>>>>>

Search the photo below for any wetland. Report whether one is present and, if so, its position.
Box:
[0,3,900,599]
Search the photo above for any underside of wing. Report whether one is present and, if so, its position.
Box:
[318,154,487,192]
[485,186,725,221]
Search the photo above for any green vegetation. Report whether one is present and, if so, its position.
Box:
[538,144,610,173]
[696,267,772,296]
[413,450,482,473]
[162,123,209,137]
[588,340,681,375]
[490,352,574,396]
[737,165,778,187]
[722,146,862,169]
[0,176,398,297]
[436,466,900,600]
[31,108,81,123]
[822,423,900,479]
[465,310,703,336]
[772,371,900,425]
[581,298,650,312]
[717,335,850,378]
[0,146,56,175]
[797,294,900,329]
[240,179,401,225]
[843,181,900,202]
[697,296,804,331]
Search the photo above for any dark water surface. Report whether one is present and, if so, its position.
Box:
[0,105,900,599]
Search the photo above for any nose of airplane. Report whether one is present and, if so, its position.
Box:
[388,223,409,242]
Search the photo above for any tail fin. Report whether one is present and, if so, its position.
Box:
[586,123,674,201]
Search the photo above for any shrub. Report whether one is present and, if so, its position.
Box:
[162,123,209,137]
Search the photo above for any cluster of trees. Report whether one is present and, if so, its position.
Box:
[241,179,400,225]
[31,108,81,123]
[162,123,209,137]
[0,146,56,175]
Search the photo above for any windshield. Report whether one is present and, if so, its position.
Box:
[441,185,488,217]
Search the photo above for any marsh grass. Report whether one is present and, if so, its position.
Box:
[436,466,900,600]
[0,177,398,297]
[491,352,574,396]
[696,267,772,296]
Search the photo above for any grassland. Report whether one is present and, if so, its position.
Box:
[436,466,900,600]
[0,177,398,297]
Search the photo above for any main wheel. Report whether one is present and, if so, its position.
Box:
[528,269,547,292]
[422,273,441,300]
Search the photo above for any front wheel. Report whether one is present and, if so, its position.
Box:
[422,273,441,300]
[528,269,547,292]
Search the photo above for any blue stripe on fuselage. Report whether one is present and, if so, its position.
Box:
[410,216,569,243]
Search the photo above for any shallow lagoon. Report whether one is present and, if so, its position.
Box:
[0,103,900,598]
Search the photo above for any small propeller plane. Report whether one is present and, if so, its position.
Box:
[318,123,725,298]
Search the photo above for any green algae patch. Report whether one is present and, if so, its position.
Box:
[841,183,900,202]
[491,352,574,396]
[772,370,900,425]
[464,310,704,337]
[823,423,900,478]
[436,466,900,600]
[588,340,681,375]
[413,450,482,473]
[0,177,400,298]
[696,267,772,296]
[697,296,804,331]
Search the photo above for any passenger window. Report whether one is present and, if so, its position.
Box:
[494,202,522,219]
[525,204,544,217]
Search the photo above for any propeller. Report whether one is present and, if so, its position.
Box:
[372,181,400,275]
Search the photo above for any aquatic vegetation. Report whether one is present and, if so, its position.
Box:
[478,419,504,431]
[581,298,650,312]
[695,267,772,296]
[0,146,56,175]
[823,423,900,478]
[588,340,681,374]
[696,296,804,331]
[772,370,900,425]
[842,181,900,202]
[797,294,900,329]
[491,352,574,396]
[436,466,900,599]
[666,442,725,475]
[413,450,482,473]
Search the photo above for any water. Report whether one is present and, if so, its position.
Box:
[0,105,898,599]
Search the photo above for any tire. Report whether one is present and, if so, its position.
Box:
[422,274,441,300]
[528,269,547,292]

<<<<<

- [Short task]:
Rewrite all the records above as a CSV with two columns headed input and output. Give one row per record, with its text under input and its answer under output, each field in double quotes and every line break replaced by a space.

- [Exercise output]:
input,output
"Search the photo below for any wetland. Report whether one is present and, if so, its position. Box:","[0,3,900,599]"
"Search the photo above for any underside of wing. Report whether one is present and, if so, its position. Box:","[318,154,487,192] [485,186,725,221]"
"Search the photo above for any green vegetation. Report whether one is present and, if so, its position. Box:","[538,144,610,173] [696,267,772,296] [413,450,482,473] [162,123,209,137] [588,340,681,375] [490,352,574,396] [737,165,778,187] [722,146,862,169] [0,176,398,297] [436,466,900,600] [31,108,81,123] [822,423,900,479] [465,310,703,336] [772,371,900,425] [581,298,650,312] [717,335,850,378] [0,146,56,175] [797,294,900,329] [240,179,401,225] [843,181,900,202] [697,296,804,331]"
"Search the photo above for any dark water surface. Report whether one is present and, if so, its position. Box:","[0,105,900,599]"
"Search the photo above for any nose of airplane. Report whether one is present and, if so, its position. Box:","[388,223,409,242]"
"Search the photo above for any tail fin. Report whether one is present and, if so, its position. Box:","[586,123,674,201]"
"Search the photo above for any shrub. Report whether one is present and, if so, its position. Box:","[162,123,209,137]"
"Search the photo above for any cluster of trees. Report whether one is present and, if so, its position. Box:","[241,179,400,225] [31,108,81,123] [162,123,209,137] [0,146,56,175]"
"Search the photo above for any windshield. Report whether one is present and, if so, its position. Box:","[441,185,488,217]"
"Search the photo above for any marsh grass. Report whether one is present and, if so, its position. Box:","[436,466,900,600] [0,177,398,297] [491,352,574,396] [696,267,772,296]"
"Search the photo above for any grassland. Report whether one is present and, if so, its position. Box:","[436,466,900,600] [0,177,398,297]"
"Search the photo above for any main wheel. Report whether one is present and, if so, its position. Box:","[528,269,547,292] [422,273,441,300]"
"Search the photo above for any front wheel. Report whether one is present and, if so, its position. Box:","[422,273,441,300] [528,269,547,292]"
"Search the photo above for any blue stripe on fuselage. Report whether one is present and, if so, its position. Box:","[410,216,569,243]"
"Search the photo above for any shallow lagoon. Report whether one is present and, if so, its position. Box:","[0,103,900,598]"
"Search the photo above for any small propeller plane. Report whether one is present and, if so, its position. Box:","[318,123,725,298]"
"Search the photo above for any green algae patch. Report whether one is present and, if so, its position. Box:","[841,183,900,202] [491,352,574,396] [772,370,900,425] [464,310,704,337] [823,423,900,478] [436,466,900,600] [588,340,681,375] [413,450,482,473] [0,177,400,298] [696,267,772,296] [697,296,804,331]"
"Search the photo above for any passenger window. Report whether one is present and, if so, its position. Box:","[494,202,522,219] [525,204,544,217]"
"Search the photo above for any propeller. Report whether one is present and, if so, its position. Box:","[372,181,400,275]"
"Search the photo above for any aquatic vegetation. Report whether one is present and, if so, its position. Box:","[478,419,504,431] [581,298,650,312] [695,267,772,296] [0,146,56,175] [823,423,900,478] [588,340,681,374] [696,296,804,331] [772,370,900,425] [842,181,900,202] [797,294,900,329] [491,352,574,396] [436,466,900,599] [666,442,725,475] [413,450,482,473]"
"Search the photo above for any water. Report whether one is present and, if so, its position. Box:","[0,105,898,599]"
"Search the photo above for any tire. Report whether one is present and, if so, its position. Box:","[422,274,441,300] [528,269,547,292]"